**Given passage:**
_ _ _ _ _

# Vascra t-jet nationals 1-04-2012



## tomyafx1 (Jan 23, 2003)

*VASCRA* 
 *Vintage Aurora Slot Car Racers Association

Guys 

Race reminder for our First VASCRA T-JET NATIONALS at My house February 4th 2012

Doors open at noon
Tech at 2:45pm
Green Flag for first race at 3:00pm

CLASSES:
1. Stock T-jet with NASCAR BODIES. 
2. Super Stock with 90's to present NASCAR BODIES ON LIFE LIKE, TYCO OR RESIN WIDE BODIES
3. Fair Ground Bodies 50's or 60's bodies

We will have a Raffle for a grand prize to help pay for our end of race season cook out.

Race prizes will be donated by different people in our HO hobby!!!

If you don't have a car to race, extra cars will be on site for you to race!!!!!!

My Address is:
Joe Murray
134 Mason Street
Weirton, WV 26062
304-797-0417

VASCRA STOCK T-JET RULES APPLY TO BOTH T-JET CLASSES

SUPER STOCK RULES BY ECHORR RULES

*I Now have the pictures of the t-jet body we are going to raffle off.


This body is a 69 GTO Model Motoring body that was custom made into a Fairground body made by Ron Sklenar.


The body is painted in 3 different colors and Ron cut and lowered the body for a nice look. He also added push bars to the front and back of the body. He than added decals to it.


This body was slammed and lowered to fit on a long wheel base chassis. I have one almost like it and the body runs really great with our chassis format. We found that this is a body to run so far.

_ _ _ _ _

**Data entries:**

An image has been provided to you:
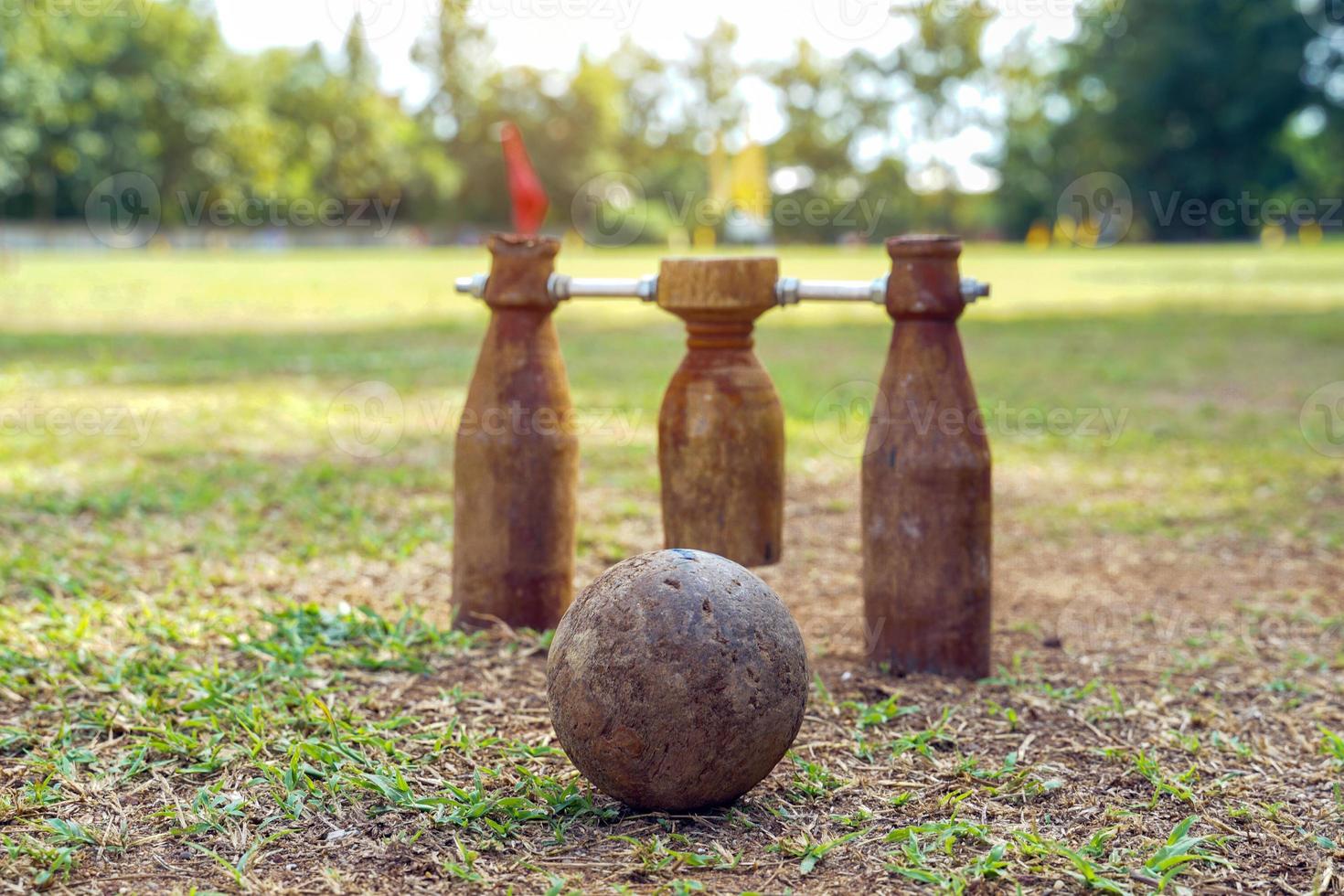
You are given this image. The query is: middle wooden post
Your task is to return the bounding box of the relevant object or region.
[657,258,784,567]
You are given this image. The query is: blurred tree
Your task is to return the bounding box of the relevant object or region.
[1003,0,1320,240]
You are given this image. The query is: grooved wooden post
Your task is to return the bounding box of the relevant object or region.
[863,237,992,678]
[453,235,580,630]
[658,258,784,567]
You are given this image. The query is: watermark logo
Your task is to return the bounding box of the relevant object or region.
[326,380,406,461]
[570,171,648,247]
[1298,380,1344,458]
[1055,171,1135,249]
[1297,0,1344,37]
[812,380,891,459]
[85,171,163,249]
[812,0,891,40]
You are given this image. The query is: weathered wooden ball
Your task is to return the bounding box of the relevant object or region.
[546,548,807,811]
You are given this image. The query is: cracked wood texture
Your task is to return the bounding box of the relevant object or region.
[546,549,809,811]
[658,258,784,567]
[861,237,992,678]
[453,235,580,632]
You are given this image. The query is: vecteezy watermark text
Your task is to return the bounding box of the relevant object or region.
[812,380,1129,458]
[177,192,402,238]
[326,380,644,459]
[0,0,154,28]
[0,398,158,449]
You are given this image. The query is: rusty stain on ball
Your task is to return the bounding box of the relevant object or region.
[546,548,809,811]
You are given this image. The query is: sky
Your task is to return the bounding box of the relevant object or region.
[215,0,1080,189]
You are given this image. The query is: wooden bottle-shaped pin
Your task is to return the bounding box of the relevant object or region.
[863,237,992,678]
[658,258,784,567]
[453,235,580,630]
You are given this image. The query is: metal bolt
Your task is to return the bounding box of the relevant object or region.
[455,274,990,305]
[961,277,989,305]
[454,274,489,298]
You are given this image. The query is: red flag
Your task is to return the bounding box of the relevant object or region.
[500,121,551,237]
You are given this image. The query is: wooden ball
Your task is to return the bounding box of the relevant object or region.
[546,548,809,811]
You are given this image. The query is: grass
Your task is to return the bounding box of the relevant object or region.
[0,244,1344,893]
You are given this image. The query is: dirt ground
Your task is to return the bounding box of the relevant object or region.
[0,477,1344,893]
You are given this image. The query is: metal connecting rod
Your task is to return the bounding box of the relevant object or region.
[455,274,989,305]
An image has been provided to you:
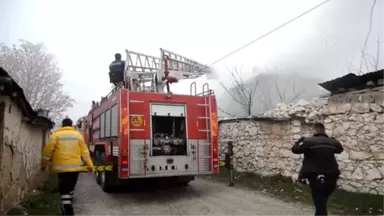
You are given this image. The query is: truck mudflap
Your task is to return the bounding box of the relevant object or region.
[82,165,114,172]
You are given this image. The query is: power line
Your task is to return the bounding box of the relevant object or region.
[207,0,331,116]
[208,0,331,67]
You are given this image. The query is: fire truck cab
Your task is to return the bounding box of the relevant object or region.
[81,49,219,192]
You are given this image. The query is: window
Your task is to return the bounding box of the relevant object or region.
[111,104,119,137]
[105,109,111,137]
[100,113,105,138]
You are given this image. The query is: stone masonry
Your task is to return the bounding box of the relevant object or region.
[220,88,384,194]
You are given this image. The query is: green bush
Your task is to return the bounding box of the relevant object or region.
[7,175,60,216]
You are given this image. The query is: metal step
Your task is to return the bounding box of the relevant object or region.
[129,114,144,117]
[129,129,145,131]
[197,116,209,119]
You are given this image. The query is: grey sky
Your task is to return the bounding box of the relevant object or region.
[0,0,384,119]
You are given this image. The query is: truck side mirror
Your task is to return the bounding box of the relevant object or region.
[77,121,82,129]
[228,141,233,156]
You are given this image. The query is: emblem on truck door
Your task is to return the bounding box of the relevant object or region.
[131,116,144,127]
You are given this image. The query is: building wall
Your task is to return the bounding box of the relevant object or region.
[0,97,48,215]
[220,87,384,194]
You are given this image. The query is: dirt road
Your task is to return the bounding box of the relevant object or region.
[74,174,313,216]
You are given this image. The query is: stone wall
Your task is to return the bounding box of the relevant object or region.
[0,97,48,215]
[220,89,384,194]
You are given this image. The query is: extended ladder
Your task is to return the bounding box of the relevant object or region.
[124,48,211,92]
[194,82,213,172]
[124,50,160,92]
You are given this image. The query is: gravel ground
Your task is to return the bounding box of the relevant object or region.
[74,174,313,216]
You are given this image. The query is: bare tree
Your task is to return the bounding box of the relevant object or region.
[220,67,258,116]
[0,40,74,121]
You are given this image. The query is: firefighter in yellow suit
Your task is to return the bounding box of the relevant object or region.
[41,118,93,216]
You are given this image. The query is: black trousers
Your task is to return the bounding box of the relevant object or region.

_ _ _ _ _

**Given instruction 1:** Summarize the VASCRA race announcement in two sentences.
**Given instruction 2:** In the VASCRA race announcement, who made the raffled 69 GTO body into a Fairground body?
**Given instruction 3:** Carry the VASCRA race announcement further, starting after its last sentence.
The entries are separate material and are not part of the VASCRA race announcement.

**Task answer 1:** The first VASCRA T-Jet Nationals is set for February 4, 2012, with doors opening at noon, tech at 2:45 p.m., and the first race at 3:00 p.m. in three classes: Stock T-jet, Super Stock, and Fair Ground bodies. A raffle for a custom Fairground body made by Ron Sklenar from a 69 GTO Model Motoring body will help pay for the end-of-season cookout, and donated prizes and extra cars will be on hand.

**Task answer 2:** Ron Sklenar.

**Task answer 3:**
The Price of the raffle ticket is $2.00 per ticket.


Remember this is going to help our end of race season cook out.


So, please get as many as you can please.


Everyone is welcome to buy a ticket for this awesome looking Fairgrounds Body Made by Ron Sklenar.


This Body will raffled off on February 4th 2012 at our VASCRA NATIONALS.


You can also buy tickets at the race for the same price.



If someone wins the BODY and is not present, I will mail it to you!!!





Joe
MY E-MAIL IS:
[email protected]


My address is:
Joe Murray
134 Mason Street
Weirton, WV
26062
Phone
304-797-0417

*
*


----------



## tomyafx1 (Jan 23, 2003)

:dude::dude::dude::dude::dude:


----------



## tomyafx1 (Jan 23, 2003)

Thank you to all my sponsors who gave race prizes..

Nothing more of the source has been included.